WORK REQUIRED ▸ Write out the lines of the records from the one containing "of the fender" to the very last, keeping each exactly as it is.

SUPPLIED MATERIAL ▸

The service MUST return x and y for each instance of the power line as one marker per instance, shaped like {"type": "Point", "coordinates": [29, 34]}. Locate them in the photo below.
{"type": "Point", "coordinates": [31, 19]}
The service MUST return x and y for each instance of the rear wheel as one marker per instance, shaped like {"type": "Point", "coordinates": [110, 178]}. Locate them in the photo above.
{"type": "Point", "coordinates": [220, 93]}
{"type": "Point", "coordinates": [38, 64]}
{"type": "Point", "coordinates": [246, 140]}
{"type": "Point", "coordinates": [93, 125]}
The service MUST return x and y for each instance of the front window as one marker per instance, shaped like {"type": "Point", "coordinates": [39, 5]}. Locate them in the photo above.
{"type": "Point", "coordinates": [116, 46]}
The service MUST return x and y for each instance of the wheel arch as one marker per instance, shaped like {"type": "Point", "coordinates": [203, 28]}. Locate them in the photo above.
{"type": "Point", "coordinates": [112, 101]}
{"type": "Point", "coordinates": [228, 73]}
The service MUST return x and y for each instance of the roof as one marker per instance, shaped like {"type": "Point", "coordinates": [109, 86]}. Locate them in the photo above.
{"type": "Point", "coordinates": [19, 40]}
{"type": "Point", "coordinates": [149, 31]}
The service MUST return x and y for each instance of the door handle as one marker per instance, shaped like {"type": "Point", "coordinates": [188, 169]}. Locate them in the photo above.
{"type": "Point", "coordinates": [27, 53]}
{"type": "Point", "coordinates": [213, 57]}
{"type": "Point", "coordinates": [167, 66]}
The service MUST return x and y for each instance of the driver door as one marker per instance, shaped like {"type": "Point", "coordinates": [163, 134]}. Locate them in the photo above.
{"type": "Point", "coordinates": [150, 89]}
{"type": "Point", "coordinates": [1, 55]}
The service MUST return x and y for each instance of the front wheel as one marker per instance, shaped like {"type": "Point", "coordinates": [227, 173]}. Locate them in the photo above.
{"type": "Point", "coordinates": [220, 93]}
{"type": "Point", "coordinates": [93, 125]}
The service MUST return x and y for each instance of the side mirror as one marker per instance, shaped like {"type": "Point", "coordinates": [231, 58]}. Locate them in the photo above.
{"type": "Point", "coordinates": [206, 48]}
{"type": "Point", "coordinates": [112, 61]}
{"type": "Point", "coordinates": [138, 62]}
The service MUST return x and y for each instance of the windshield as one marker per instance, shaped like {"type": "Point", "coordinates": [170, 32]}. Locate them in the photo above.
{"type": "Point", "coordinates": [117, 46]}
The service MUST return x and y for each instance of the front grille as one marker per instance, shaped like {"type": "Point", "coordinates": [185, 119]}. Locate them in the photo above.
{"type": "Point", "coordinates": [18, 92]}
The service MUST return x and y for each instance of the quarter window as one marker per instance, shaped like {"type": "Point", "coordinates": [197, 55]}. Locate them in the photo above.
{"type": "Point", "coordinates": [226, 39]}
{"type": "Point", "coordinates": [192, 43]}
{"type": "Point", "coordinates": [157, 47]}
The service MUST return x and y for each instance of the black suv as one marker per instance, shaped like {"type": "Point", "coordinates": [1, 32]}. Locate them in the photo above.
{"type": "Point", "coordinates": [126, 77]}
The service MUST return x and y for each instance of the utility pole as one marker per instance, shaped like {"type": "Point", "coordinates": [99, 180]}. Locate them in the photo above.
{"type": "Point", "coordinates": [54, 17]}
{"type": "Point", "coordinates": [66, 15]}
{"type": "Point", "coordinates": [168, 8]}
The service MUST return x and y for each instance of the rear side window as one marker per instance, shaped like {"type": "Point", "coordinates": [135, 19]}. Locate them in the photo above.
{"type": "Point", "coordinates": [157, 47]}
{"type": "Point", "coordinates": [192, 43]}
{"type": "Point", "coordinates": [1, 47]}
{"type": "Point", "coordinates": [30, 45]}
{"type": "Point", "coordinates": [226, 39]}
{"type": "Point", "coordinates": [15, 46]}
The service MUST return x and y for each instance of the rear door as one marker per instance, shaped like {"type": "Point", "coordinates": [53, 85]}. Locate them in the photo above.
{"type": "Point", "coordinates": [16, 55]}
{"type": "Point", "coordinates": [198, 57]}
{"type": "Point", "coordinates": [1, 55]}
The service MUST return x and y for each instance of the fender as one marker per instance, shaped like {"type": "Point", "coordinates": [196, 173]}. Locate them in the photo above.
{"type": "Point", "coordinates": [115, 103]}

EXPECTED ANSWER ▸
The service MUST return x and y for each instance of the fender as one marker per instance, shaped like {"type": "Point", "coordinates": [196, 173]}. Locate them in the photo above.
{"type": "Point", "coordinates": [115, 103]}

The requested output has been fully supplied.